> TASK REQUIREMENTS:
Nothing but the lines below from the one with "this one's easy — locate the whole" through the one with "this one's easy — locate the blossom" should be output, each exactly as given, and no pictures.

── SUPPLIED DATA ──

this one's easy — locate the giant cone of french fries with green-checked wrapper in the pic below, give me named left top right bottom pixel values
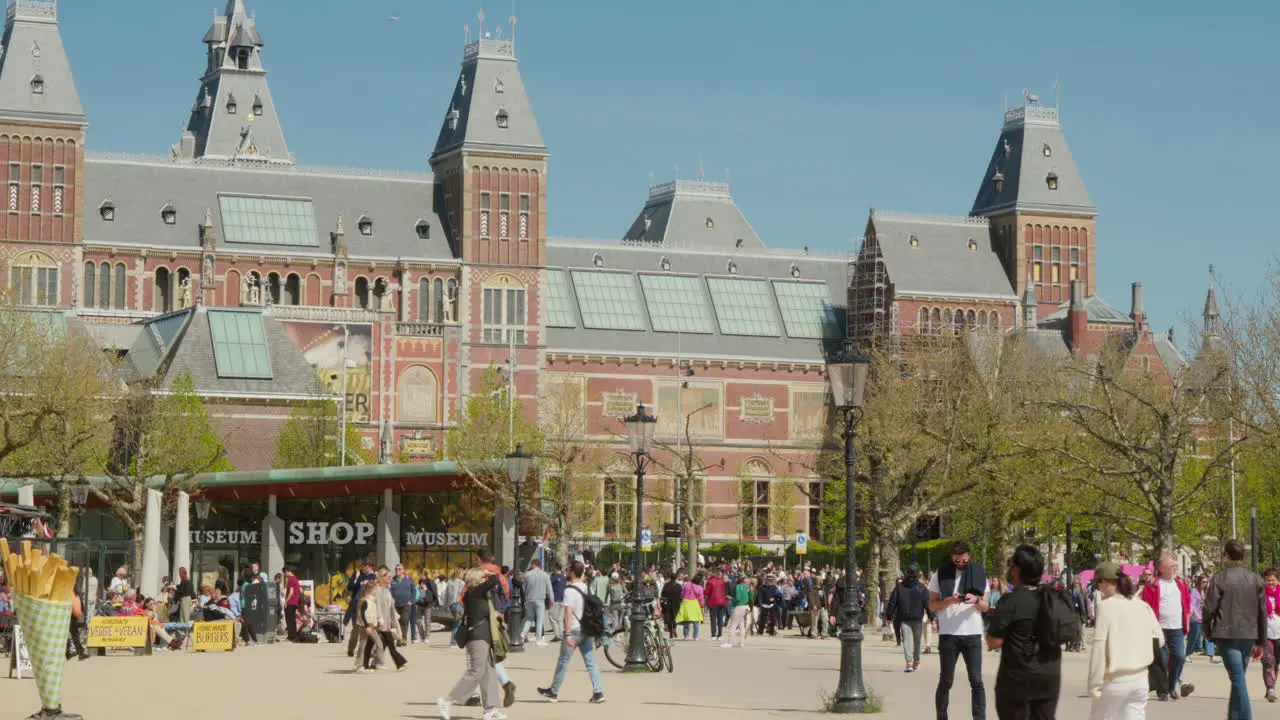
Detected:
left=0, top=538, right=79, bottom=720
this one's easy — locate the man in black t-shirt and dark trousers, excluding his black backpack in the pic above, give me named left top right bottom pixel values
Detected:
left=987, top=544, right=1062, bottom=720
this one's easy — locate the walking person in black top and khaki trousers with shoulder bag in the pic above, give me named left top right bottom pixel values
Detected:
left=435, top=568, right=507, bottom=720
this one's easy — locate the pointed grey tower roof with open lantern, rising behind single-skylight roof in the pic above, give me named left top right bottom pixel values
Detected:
left=173, top=0, right=293, bottom=164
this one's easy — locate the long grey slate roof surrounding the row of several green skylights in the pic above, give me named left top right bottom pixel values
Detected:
left=547, top=240, right=847, bottom=363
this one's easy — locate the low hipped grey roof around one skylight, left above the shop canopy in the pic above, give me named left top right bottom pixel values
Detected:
left=125, top=307, right=328, bottom=398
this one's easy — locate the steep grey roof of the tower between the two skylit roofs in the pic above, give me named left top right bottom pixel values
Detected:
left=431, top=38, right=547, bottom=158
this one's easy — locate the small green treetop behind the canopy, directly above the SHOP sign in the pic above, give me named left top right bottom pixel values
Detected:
left=275, top=398, right=374, bottom=468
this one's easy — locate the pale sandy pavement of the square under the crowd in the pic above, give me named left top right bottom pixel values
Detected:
left=12, top=634, right=1280, bottom=720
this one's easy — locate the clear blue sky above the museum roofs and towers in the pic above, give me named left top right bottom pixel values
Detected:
left=60, top=0, right=1280, bottom=335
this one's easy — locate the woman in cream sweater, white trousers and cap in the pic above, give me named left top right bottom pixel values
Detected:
left=1089, top=562, right=1165, bottom=720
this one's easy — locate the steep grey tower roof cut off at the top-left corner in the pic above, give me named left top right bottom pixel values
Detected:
left=0, top=0, right=84, bottom=126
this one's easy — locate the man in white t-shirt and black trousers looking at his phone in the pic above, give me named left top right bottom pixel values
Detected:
left=929, top=541, right=988, bottom=720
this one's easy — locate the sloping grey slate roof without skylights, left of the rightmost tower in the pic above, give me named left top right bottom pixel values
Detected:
left=868, top=211, right=1018, bottom=300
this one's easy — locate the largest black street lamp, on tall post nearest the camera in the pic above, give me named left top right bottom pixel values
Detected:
left=827, top=348, right=872, bottom=714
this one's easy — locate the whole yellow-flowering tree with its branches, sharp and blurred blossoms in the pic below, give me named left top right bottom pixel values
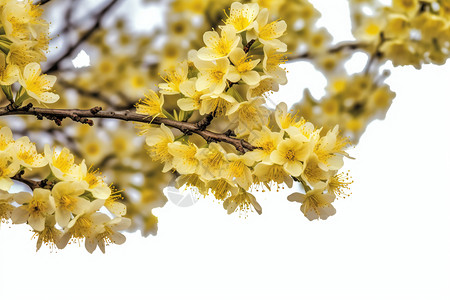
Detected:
left=0, top=0, right=444, bottom=252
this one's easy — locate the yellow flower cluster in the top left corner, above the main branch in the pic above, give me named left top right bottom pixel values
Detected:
left=0, top=0, right=59, bottom=106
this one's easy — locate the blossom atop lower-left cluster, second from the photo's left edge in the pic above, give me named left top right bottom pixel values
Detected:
left=13, top=136, right=47, bottom=169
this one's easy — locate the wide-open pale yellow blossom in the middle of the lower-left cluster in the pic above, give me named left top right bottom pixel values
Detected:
left=52, top=181, right=90, bottom=227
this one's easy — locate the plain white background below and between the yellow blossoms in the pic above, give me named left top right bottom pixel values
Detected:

───

> EXERCISE SOLUTION:
this one's easy — locate the whole yellow-flowering tree with its branches, sharp and blurred blossoms in the pic below, give me named left top right bottom pixel values
Detected:
left=0, top=0, right=444, bottom=252
this one's easy — locate the yellow flower cluster in the top left corner, above the main branch in the pic above, give me named left top right bottom pixel values
Detected:
left=0, top=0, right=59, bottom=106
this one's easy — locate the blossom atop lower-left cluster, second from the photo's left edge in the pic above, give me named left top right bottom pixel values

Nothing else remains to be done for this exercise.